▸ **Teks Bacaan**:
■ ■ ■ ■

Bulan Bahasa Bali menyajikan mata lomba debat berbahasa Bali setiap tahunnya. Tahun 2022 ini debat berbahasa Bali diselenggarakan juga. Selain dan sebelum di tingkat provinsi, lomba debat berbahasa Bali juga dilaksanakan di kota/kabupaten di Bali.
Di Kota Denpasar lomba debat berbahasa Bali dilaksanakan hari Jumat, 11 Februari 2022 bertempat di Wantilan Lokanatha, Lumintang, Denpasar. Lomba yang diselenggarakan oleh Dinas Kebudayaan Kota Denpasar ini sedianya dilaksanakan di aula Dinas Kebudayaan Kota Denpasar. Lomba debat dipindah dengan alasan tertentu. Lomba ini diikuti delapan SMA negeri dari sembilan SMA negeri yang ada di Kota Denpasar.
Tahun ini Putra Suarjana, Ari Suprapta, dan saya “didaulat” untuk menjadi juri lomba debat berbahasa Bali dalam rangka Bulan Bahasa Bali Kota Denpasar 2022. Ini adalah kali pertama saya menjadi juri lomba debat berbahasa Bali. Banyangan saya debat dalam lomba ini akan seru, akan banyak hal yang manarik yang akan terjadi.
Seperti biasa, debat dikuti oleh tim. Setiap tim terdiri atas tiga orang. Dalam lomba peserta mendapat undian topik debat. Topik tersebut dundi dalam setiap tahapan lomba. Ada lima topik yang disajikan oleh panitia. Topik sudah ditentukan dalam bahasa Bali, yaitu tentang (1) Pergub Bali Nomor 24 Tahun 2020, (2) sastra Bali, (3) pariwisata Bali, (4) warga Bali, dan (5) upacara-upacara di Bali. Semua topik berkaitan dengan air sesuai dengan tema, yaitu danu atau ranu yang bermakna ‘air’.
Dua tim yang berhadapan dibagi dua, yaitu tim pro dan tim kontra. Penentuan tim yang pro dan kontra dilakukan dengan suit. Kedua tim dalam lomba berdebat mengenai salah satu topik yang didapat. Kalau ada dua tim yang berhadap-hadapan tentu seharusnya disebut pertandingan, seperti pertandingan badminton dan sejenisnya. Ini dua tim yang berhadapan disebut lomba, entahlah. Terima sajalah, ini lomba, lomba debat, bukan pertandingan debat. Mungkin lebih pas debat saja. Mungkin karena ada pemenangnya disebutlah dengan lomba. Yang dipilih bukan pertandingan, sekali lagi lomba.

■ ■ ■ ■

▸ **Bahan Masukan**:
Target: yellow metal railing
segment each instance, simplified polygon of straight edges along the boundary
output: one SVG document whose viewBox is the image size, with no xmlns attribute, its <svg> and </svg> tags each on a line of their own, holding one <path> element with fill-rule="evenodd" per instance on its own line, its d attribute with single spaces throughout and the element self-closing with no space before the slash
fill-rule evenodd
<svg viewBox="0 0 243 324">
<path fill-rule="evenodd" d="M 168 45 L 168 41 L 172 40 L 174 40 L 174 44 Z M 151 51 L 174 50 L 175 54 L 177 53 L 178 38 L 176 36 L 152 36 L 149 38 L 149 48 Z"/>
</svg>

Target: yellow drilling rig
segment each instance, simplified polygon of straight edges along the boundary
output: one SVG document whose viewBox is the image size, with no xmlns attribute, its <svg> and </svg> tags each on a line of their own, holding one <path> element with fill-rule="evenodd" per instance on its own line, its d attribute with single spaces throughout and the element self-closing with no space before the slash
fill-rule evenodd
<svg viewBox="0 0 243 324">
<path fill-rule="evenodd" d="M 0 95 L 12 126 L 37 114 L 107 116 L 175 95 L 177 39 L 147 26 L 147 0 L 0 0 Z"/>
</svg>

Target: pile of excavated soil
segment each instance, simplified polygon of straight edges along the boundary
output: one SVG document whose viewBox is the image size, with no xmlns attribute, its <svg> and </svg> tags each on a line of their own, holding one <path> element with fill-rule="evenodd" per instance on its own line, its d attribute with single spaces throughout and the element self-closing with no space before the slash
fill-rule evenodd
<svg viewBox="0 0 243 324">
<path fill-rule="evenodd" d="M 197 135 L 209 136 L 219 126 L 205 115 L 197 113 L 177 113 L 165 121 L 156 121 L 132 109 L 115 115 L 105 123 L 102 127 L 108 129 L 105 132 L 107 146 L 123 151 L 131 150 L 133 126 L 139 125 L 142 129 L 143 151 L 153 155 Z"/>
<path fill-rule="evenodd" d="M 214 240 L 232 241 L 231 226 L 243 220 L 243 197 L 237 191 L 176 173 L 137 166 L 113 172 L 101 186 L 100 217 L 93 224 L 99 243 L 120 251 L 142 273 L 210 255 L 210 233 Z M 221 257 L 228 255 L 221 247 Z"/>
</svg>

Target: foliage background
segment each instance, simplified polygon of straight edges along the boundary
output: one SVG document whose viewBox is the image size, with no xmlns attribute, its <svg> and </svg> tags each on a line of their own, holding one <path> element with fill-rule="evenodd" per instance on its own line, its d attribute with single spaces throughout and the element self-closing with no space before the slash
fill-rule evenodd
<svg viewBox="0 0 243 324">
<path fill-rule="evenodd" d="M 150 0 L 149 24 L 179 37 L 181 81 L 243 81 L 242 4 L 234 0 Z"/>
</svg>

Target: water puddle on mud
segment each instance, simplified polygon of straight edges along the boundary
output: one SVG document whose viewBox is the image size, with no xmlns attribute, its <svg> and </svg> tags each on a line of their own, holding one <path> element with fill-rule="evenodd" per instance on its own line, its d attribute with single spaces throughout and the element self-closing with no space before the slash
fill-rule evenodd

■ ■ ■ ■

▸ **Petunjuk Latihan**:
#1 Sebutkan kelima topik debat yang disajikan panitia menurut teks tentang lomba debat berbahasa Bali.
#2 Sajikan sebagai daftar bernomor baris-baris dalam entri, dimulai dari baris yang memuat "Target: water puddle on mud" dan terus sampai baris terakhir entri, tanpa baris kosong.
Teks dan entri di atas merupakan bahan yang terpisah satu sama lain.

▸ **Jawaban Latihan**:
#1 (1) Pergub Bali Nomor 24 Tahun 2020, (2) sastra Bali, (3) pariwisata Bali, (4) warga Bali, dan (5) upacara-upacara di Bali.

#2
1. Target: water puddle on mud
2. segment each instance, simplified polygon of straight edges along the boundary
3. output: one SVG document whose viewBox is the image size, with no xmlns attribute, its <svg> and </svg> tags each on a line of their own, holding one <path> element with fill-rule="evenodd" per instance on its own line, its d attribute with single spaces throughout and the element self-closing with no space before the slash
4. fill-rule evenodd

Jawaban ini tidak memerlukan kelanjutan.